■ EXERCISE AIM:
Copy every line of the records below verbatim.

##############################

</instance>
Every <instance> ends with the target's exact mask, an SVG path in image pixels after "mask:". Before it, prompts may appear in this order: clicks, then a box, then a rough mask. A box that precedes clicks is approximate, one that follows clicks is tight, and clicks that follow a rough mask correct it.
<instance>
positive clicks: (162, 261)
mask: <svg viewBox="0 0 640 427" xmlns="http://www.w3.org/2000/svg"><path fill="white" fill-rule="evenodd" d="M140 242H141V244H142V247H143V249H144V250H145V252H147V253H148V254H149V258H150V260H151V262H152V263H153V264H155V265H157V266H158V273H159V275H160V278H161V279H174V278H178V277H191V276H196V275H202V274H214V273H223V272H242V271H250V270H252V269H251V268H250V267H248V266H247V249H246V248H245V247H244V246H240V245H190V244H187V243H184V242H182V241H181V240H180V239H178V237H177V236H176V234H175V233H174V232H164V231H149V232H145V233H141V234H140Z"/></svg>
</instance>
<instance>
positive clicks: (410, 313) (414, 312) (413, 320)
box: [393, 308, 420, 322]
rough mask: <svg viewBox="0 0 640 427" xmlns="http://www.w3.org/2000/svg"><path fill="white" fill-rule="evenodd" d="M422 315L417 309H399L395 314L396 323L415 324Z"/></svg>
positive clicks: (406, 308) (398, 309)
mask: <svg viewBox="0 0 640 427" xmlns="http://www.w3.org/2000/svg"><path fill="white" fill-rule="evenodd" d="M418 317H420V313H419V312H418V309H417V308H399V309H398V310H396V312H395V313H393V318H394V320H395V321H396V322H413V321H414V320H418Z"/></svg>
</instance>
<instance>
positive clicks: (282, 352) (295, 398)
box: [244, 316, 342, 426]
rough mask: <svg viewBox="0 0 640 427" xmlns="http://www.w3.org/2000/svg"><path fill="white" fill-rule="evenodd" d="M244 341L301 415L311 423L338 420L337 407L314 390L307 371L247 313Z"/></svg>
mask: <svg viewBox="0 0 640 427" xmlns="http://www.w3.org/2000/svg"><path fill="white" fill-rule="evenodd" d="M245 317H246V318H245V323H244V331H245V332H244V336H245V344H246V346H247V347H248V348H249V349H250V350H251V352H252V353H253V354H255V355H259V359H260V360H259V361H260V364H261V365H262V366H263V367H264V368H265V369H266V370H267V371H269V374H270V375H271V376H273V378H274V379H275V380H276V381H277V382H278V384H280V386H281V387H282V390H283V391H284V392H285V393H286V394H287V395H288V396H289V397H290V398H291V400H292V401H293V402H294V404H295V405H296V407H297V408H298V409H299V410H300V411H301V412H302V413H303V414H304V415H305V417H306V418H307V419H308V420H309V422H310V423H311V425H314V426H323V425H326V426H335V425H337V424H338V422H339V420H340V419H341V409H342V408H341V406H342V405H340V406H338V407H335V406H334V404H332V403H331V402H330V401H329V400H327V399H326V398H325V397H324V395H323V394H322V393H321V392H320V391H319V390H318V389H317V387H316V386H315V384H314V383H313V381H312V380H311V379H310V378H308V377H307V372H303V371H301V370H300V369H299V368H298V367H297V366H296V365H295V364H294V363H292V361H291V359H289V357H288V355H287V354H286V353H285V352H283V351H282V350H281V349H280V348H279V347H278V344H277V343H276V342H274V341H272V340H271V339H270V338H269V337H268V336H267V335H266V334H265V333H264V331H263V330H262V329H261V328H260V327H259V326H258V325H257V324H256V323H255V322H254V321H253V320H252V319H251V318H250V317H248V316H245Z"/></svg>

##############################

■ TASK RESULT:
</instance>
Every <instance> ends with the target's exact mask, an SVG path in image pixels after "mask:". Before it, prompts may appear in this order: clicks, then a box, then a rough mask. A box that precedes clicks is approximate, one that follows clicks is tight, and clicks that follow a rough mask correct it.
<instance>
positive clicks: (162, 261)
mask: <svg viewBox="0 0 640 427" xmlns="http://www.w3.org/2000/svg"><path fill="white" fill-rule="evenodd" d="M140 242H141V244H142V247H143V249H144V250H145V252H147V253H148V254H149V258H150V260H151V262H152V263H153V264H155V265H157V266H158V273H159V275H160V278H161V279H174V278H178V277H191V276H196V275H202V274H214V273H223V272H242V271H250V270H252V269H251V268H250V267H248V266H247V249H246V248H245V247H244V246H240V245H190V244H187V243H184V242H182V241H181V240H180V239H178V237H177V236H176V234H175V233H174V232H164V231H149V232H145V233H141V234H140Z"/></svg>
</instance>
<instance>
positive clicks: (410, 313) (414, 312) (413, 320)
box: [393, 308, 420, 322]
rough mask: <svg viewBox="0 0 640 427" xmlns="http://www.w3.org/2000/svg"><path fill="white" fill-rule="evenodd" d="M422 315L417 309H399L395 314L396 323L415 324Z"/></svg>
positive clicks: (406, 308) (398, 309)
mask: <svg viewBox="0 0 640 427" xmlns="http://www.w3.org/2000/svg"><path fill="white" fill-rule="evenodd" d="M418 317H420V313H419V312H418V309H417V308H399V309H398V310H396V312H395V313H393V318H394V320H395V321H396V322H413V321H414V320H418Z"/></svg>
</instance>
<instance>
positive clicks: (282, 352) (295, 398)
box: [244, 316, 342, 426]
rough mask: <svg viewBox="0 0 640 427" xmlns="http://www.w3.org/2000/svg"><path fill="white" fill-rule="evenodd" d="M244 341L301 415L311 423L338 420L337 407L314 390L307 371L247 313Z"/></svg>
mask: <svg viewBox="0 0 640 427" xmlns="http://www.w3.org/2000/svg"><path fill="white" fill-rule="evenodd" d="M245 317H246V318H245V323H244V331H245V332H244V336H245V344H246V346H247V347H248V348H249V349H250V350H251V352H252V353H253V354H255V355H259V359H260V360H259V361H260V364H261V365H262V366H263V367H264V368H265V369H266V370H267V371H269V374H270V375H271V376H273V378H274V379H275V380H276V381H277V382H278V384H280V386H281V387H282V390H283V391H284V392H285V393H286V394H287V395H288V396H289V397H290V398H291V400H292V401H293V402H294V404H295V405H296V407H297V408H298V409H299V410H300V411H301V412H302V413H303V414H304V415H305V417H306V418H307V419H308V420H309V422H310V423H311V425H314V426H323V425H326V426H335V425H337V424H338V422H339V420H340V419H341V409H342V408H341V406H342V405H340V406H338V407H335V406H334V404H332V403H331V402H330V401H329V400H327V399H326V398H325V397H324V395H323V394H322V393H321V392H320V391H319V390H318V389H317V387H316V386H315V384H314V383H313V381H312V380H311V379H310V378H308V377H307V372H303V371H301V370H300V369H299V368H298V367H297V366H296V365H295V364H294V363H292V361H291V359H289V357H288V355H287V354H286V353H285V352H283V351H282V350H281V349H280V348H279V347H278V344H277V343H276V342H274V341H272V340H271V339H270V338H269V337H268V336H267V335H266V334H265V333H264V331H263V330H262V329H261V328H260V327H259V326H258V325H257V324H256V323H255V322H254V321H253V320H252V319H251V318H250V317H248V316H245Z"/></svg>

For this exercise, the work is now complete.